● Things to do:
1. In the passage on private label brands, reproduce the text word for word between "The first relates" and "it is sold.", inclusive.
2. According to the passage on private label brands, what could account for the better price margins these brands generate for retailers?

The first relates to potential increases in profitability, which stems from the higher average price margins private label brands generate for retailers. The better price margins could be attributed to the fact that private label brands require minimal advertising expenditure; lower research and development costs; and, usually, reduced packaging costs.
Private label brands can assist in developing loyalty to a retailer and in creating a distinct corporate identity for a business. Retailers however must ensure careful managerial practices are implemented for these brands in order to maintain retailer brand equity. Research indicates that consumers who purchase private label brands regularly do not only become loyal to that particular brand but also to the retailer through which it is sold.
Private labels have become omnipresent and have achieved enormous success, thus providing a base for the improvement in branding activities. A Deloitte global private label report indicates consumer perceptions and attitudes toward private label brands are changing significantly. The report offers insight into the notion that spending less for private label brands does not necessarily mean consumers are settling for less. I believe private labels have changed from inferior generics to brands in their own right with value beyond functional attributes.
Consumer knowledge critical
Crucial to creating value and quality in private label products is understanding the wants and needs of the consumer. Consumers are becoming more discerning and want to understand the emotional as well as economic value of their purchases. This can be achieved by effectively telling the story of the private label brand in marketing, effective use of social media, in-store communications and through packaging. Using loyalty programmes is yet another way to track consumer spend and determine what it is they want and need. By creating an emotional link to the journey of the product or brand, retailers are able to appeal to customers on a personal level.

● Given entries:
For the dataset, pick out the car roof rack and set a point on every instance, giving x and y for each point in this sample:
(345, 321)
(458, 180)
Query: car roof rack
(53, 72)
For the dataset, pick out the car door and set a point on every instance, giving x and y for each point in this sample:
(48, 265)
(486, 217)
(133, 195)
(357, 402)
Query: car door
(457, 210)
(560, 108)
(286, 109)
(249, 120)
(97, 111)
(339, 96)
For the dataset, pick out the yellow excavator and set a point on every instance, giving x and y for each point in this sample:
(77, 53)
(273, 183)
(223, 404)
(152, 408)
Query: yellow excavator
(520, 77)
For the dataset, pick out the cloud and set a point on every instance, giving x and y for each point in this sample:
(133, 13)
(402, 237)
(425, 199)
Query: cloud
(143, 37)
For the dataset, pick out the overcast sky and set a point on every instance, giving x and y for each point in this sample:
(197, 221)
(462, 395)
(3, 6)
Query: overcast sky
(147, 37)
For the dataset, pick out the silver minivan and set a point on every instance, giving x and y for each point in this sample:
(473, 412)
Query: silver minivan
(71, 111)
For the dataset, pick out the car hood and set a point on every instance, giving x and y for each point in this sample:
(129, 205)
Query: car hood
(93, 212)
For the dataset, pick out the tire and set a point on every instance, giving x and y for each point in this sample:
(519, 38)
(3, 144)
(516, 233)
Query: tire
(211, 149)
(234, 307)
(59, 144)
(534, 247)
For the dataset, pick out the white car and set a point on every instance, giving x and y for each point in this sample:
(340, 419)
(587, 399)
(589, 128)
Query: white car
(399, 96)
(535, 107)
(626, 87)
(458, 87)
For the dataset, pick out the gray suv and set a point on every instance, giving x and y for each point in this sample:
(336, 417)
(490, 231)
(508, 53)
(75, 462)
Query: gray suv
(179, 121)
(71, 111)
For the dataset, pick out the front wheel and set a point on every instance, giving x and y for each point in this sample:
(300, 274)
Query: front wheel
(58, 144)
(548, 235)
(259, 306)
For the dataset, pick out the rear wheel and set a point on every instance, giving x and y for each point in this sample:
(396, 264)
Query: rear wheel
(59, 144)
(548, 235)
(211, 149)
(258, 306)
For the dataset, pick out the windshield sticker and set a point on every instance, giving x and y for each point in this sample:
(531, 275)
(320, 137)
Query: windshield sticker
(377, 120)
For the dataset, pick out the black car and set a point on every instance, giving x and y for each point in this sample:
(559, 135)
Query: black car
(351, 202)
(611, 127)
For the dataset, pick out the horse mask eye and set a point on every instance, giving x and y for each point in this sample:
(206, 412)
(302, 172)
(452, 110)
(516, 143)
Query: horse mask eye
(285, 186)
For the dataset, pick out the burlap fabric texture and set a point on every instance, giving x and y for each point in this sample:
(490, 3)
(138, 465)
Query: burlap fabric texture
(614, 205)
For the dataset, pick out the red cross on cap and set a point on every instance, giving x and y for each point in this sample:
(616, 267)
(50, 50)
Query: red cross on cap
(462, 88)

● Answers below:
1.
The first relates to potential increases in profitability, which stems from the higher average price margins private label brands generate for retailers. The better price margins could be attributed to the fact that private label brands require minimal advertising expenditure; lower research and development costs; and, usually, reduced packaging costs.
Private label brands can assist in developing loyalty to a retailer and in creating a distinct corporate identity for a business. Retailers however must ensure careful managerial practices are implemented for these brands in order to maintain retailer brand equity. Research indicates that consumers who purchase private label brands regularly do not only become loyal to that particular brand but also to the retailer through which it is sold.

2. Minimal advertising expenditure, lower research and development costs, and, usually, reduced packaging costs.